[Point-based annotation data]
※ ※ ※
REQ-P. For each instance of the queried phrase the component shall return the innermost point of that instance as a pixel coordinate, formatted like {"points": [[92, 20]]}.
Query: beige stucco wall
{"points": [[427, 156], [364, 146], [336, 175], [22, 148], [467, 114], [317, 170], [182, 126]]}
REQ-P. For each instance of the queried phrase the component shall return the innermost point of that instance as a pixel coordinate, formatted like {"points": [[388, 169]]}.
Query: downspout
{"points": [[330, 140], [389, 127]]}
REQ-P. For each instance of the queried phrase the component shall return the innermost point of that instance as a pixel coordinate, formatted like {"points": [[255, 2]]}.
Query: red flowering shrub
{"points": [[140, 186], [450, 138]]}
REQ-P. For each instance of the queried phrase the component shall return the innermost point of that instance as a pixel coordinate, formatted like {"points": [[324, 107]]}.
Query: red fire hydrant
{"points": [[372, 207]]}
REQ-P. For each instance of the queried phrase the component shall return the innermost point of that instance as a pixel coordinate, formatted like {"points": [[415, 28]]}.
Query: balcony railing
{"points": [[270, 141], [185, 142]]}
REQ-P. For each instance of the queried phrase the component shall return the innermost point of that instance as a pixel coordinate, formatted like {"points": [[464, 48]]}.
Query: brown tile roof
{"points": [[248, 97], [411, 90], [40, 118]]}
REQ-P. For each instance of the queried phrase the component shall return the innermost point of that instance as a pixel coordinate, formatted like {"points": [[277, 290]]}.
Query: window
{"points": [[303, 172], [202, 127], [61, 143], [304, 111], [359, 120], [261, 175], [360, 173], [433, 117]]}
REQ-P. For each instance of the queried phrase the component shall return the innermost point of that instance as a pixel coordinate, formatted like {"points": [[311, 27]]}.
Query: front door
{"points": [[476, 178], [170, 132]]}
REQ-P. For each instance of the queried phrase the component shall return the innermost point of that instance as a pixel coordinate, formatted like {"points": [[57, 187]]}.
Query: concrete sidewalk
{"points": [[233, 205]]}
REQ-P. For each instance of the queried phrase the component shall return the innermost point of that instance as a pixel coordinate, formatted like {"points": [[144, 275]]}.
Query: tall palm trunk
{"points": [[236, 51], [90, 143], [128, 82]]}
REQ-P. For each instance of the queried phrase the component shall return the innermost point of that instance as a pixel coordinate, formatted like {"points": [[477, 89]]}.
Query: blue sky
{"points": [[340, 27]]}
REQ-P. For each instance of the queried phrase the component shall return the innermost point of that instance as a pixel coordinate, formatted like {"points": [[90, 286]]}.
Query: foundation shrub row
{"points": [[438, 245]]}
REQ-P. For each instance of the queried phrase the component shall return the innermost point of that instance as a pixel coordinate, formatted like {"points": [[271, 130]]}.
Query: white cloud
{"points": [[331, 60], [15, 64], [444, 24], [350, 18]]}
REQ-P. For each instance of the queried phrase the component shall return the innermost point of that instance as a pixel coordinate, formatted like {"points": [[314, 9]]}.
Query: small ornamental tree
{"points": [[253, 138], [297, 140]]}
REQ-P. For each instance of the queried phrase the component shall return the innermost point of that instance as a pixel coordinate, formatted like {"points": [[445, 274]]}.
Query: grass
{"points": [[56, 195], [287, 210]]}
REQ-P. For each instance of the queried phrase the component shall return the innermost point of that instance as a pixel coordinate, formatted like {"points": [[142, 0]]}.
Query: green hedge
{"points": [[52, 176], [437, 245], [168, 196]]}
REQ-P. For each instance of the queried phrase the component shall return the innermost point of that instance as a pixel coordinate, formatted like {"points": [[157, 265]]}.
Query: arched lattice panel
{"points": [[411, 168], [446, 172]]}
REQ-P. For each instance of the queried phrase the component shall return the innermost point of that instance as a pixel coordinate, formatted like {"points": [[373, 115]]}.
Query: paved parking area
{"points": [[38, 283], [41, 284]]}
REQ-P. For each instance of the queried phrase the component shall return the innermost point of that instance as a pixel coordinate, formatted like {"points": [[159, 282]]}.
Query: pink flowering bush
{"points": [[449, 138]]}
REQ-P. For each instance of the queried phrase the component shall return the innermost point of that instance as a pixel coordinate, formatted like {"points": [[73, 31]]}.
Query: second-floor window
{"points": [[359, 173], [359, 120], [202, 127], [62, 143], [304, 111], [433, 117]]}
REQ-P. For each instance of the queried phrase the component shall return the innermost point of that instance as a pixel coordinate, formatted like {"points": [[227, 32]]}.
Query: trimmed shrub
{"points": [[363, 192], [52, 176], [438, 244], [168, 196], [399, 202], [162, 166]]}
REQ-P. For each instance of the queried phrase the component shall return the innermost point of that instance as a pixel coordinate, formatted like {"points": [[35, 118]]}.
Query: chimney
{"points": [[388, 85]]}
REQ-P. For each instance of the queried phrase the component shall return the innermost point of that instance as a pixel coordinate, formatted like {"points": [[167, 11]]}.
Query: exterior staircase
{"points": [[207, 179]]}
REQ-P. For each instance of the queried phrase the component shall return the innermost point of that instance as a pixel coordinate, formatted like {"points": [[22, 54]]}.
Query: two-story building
※ ※ ※
### GIVEN EXERCISE
All of the material must be reproduced exactly.

### RESULT
REQ-P. For each instance of the queried phrase the component shall return the innermost point of that instance as a pixel coordinate, formatted like {"points": [[92, 20]]}.
Query: beige stucco wall
{"points": [[427, 156], [364, 146], [336, 175], [22, 148], [467, 114], [317, 170], [182, 126]]}
REQ-P. For each instance of the queried phrase the component shall return the innermost point of that instance as a pixel coordinate, formatted like {"points": [[388, 169]]}.
Query: downspout
{"points": [[330, 140], [389, 127]]}
REQ-P. For each instance of the queried phrase the component shall return the innermost point of that instance as a pixel coordinate, formatted like {"points": [[255, 2]]}.
Query: red flowering shrub
{"points": [[140, 186], [450, 138]]}
REQ-P. For each instance of the queried phrase the component shall return the innermost point of that instance as a pixel coordinate, formatted like {"points": [[324, 107]]}.
Query: red fire hydrant
{"points": [[372, 207]]}
REQ-P. For each instance of the queried phrase the component shall return the innermost point of that instance as a pixel coordinate, formatted like {"points": [[415, 28]]}.
Query: balcony railing
{"points": [[270, 141], [185, 142]]}
REQ-P. For each instance of the queried phrase the component shall return the innermost point of that instance as a pixel coordinate, formatted like {"points": [[464, 48]]}.
Query: brown tile roof
{"points": [[248, 97], [411, 90], [40, 118]]}
REQ-P. For each instance of the queried phrase the component shall return the innermost point of that instance as a pixel coordinate, formatted like {"points": [[277, 290]]}.
Query: window
{"points": [[303, 172], [202, 127], [61, 143], [304, 111], [359, 120], [261, 175], [360, 173], [433, 117]]}
REQ-P. For each instance of the queried phrase the component shall return the innermost point of that instance as a pixel coordinate, formatted like {"points": [[311, 27]]}.
Query: front door
{"points": [[476, 178], [170, 132]]}
REQ-P. For each instance of the queried phrase the component shall return the innermost point of that instance as a pixel coordinate, formatted like {"points": [[57, 187]]}.
Query: concrete sidewalk
{"points": [[233, 205]]}
REQ-P. For each instance of the queried phrase the component shall return the innermost point of that instance as a pixel coordinate, formatted like {"points": [[144, 275]]}.
Query: tall palm trunk
{"points": [[236, 51], [90, 143], [128, 82]]}
REQ-P. For each instance of the queried phrase the component shall return the innermost point of that instance as a pixel coordinate, formatted like {"points": [[477, 89]]}.
Query: blue sky
{"points": [[340, 27]]}
REQ-P. For each instance of the queried phrase the component shall return the innermost point of that instance as a pixel coordinate, formatted like {"points": [[90, 286]]}.
Query: foundation shrub row
{"points": [[438, 245]]}
REQ-P. For each instance of the queried phrase the component shall return the innermost point of that instance as a pixel coordinate, formatted like {"points": [[271, 130]]}.
Query: white cloud
{"points": [[331, 60], [15, 64], [444, 24], [350, 18]]}
REQ-P. For each instance of the queried phrase the component shall return the innermost point of that instance as a pixel coordinate, formatted like {"points": [[314, 9]]}.
Query: small ornamental tree
{"points": [[253, 138], [297, 140]]}
REQ-P. For each instance of the queried phrase the component shall return the innermost point of that instance as a pixel coordinate, formatted like {"points": [[445, 274]]}.
Query: grass
{"points": [[56, 195], [287, 210]]}
REQ-P. For each instance of the queried phrase the component shall return the innermost point of that instance as a pixel coordinate, formatted like {"points": [[142, 0]]}.
Query: green hedge
{"points": [[52, 176], [437, 245], [168, 196]]}
REQ-P. For each instance of the queried phrase the component shall return the innermost point of that instance as a pixel coordinate, formatted like {"points": [[157, 265]]}.
Query: arched lattice panel
{"points": [[411, 168], [446, 172]]}
REQ-P. For each instance of the queried phrase the component shall return the innermost point of that instance as a pixel coordinate, formatted like {"points": [[373, 115]]}.
Query: paved parking area
{"points": [[38, 283], [41, 284]]}
REQ-P. For each instance of the queried phrase the component shall return the innermost point of that instance as a pixel coordinate, formatted like {"points": [[159, 282]]}.
Query: pink flowering bush
{"points": [[449, 138]]}
REQ-P. For each instance of the queried phrase the component shall return the innermost point of that instance as a pixel coordinate, formatted like {"points": [[73, 31]]}.
Query: second-floor window
{"points": [[359, 173], [359, 120], [202, 127], [62, 143], [304, 111], [433, 117]]}
REQ-P. For each instance of the queried phrase the component shall return the innermost point of that instance as a pixel coordinate, formatted like {"points": [[227, 32]]}.
Query: trimmed shrub
{"points": [[363, 192], [52, 176], [438, 244], [168, 196], [399, 202], [162, 166]]}
REQ-P. For each instance of the queried phrase the component shall return the innermost point of that instance as a pixel coordinate, formatted like {"points": [[35, 118]]}.
Query: chimney
{"points": [[388, 85]]}
REQ-P. For each instance of the queried phrase the component shall return the innermost point of that instance as a pixel coordinate, formatted like {"points": [[167, 11]]}.
Query: exterior staircase
{"points": [[207, 179]]}
REQ-P. For each instance of the queried phrase the component shall return the innermost point of that instance as a pixel coordinate, formatted like {"points": [[22, 54]]}.
Query: two-story building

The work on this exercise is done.